Give each of the records below as a JSON list of strings, one string per line, leaving out any blank lines.

————

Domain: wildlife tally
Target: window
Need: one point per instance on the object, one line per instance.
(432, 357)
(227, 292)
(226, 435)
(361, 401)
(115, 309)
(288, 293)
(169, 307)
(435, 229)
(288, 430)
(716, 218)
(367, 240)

————

▶ **Reply**:
[
  "Domain: wildlife tally",
  "Target: window",
  "Need: one point per instance on the object, one line per instance.",
  "(432, 357)",
  "(227, 292)",
  "(226, 435)",
  "(361, 401)",
  "(115, 309)",
  "(288, 293)",
  "(169, 307)",
  "(435, 229)",
  "(288, 430)",
  "(716, 218)",
  "(367, 240)"
]